» **What you should do**: Rescale the entries below between the line holding "of the white" and the line holding "Target: tie knot", inclusive. Write out every one of those lines again, multiplying only the coordinates in the answers by 1.1 and rounding to whole numbers with halves rounded up, and leave the requests and their sample coordinates unchanged.

Point labeling entries:
--- begin ---

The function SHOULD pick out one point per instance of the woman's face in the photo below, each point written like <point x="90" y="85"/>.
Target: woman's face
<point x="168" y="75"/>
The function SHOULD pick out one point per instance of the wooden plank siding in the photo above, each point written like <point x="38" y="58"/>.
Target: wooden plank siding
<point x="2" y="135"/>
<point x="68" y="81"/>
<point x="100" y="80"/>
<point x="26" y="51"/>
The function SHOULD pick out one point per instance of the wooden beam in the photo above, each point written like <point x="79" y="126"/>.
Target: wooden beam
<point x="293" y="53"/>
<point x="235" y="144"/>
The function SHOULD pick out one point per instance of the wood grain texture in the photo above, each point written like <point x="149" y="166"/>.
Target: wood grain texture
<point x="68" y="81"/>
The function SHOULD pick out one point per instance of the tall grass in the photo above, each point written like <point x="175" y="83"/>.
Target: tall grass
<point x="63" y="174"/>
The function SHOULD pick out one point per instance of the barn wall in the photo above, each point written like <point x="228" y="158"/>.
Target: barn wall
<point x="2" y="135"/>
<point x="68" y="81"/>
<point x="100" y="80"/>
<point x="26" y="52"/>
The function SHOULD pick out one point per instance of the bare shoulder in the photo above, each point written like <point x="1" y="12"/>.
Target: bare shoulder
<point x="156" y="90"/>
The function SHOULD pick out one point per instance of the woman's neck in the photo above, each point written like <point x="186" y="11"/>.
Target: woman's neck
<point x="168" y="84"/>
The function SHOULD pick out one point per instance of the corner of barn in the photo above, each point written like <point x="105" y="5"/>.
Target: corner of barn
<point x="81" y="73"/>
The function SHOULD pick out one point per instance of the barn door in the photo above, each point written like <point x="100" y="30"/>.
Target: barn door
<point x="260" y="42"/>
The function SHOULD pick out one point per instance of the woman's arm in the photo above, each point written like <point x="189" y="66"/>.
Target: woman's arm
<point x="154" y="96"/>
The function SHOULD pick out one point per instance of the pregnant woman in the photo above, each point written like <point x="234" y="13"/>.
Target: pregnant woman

--- end ---
--- begin ---

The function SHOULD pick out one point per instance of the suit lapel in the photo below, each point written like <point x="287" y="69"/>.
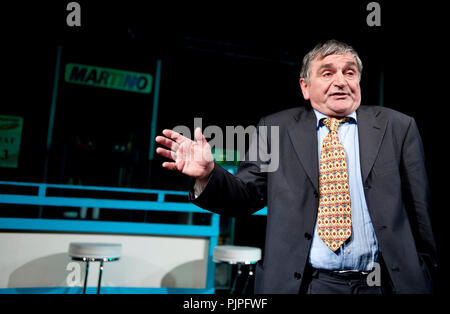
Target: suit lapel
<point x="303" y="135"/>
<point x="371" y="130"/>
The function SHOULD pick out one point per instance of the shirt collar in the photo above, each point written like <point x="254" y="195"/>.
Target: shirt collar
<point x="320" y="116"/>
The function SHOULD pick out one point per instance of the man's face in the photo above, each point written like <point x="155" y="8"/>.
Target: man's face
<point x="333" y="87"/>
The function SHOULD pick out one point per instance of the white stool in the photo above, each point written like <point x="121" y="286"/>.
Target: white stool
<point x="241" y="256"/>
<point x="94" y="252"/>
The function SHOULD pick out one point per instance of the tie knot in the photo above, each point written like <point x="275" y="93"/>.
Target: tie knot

--- end ---

» **Answer for the task**:
The function SHOULD pick out one point per instance of the white stool in the photo above, each point written like <point x="121" y="286"/>.
Target: white stool
<point x="265" y="282"/>
<point x="103" y="277"/>
The function SHOULD pick out one point per instance of the tie knot in the photo above, each point written like <point x="275" y="93"/>.
Target: tie knot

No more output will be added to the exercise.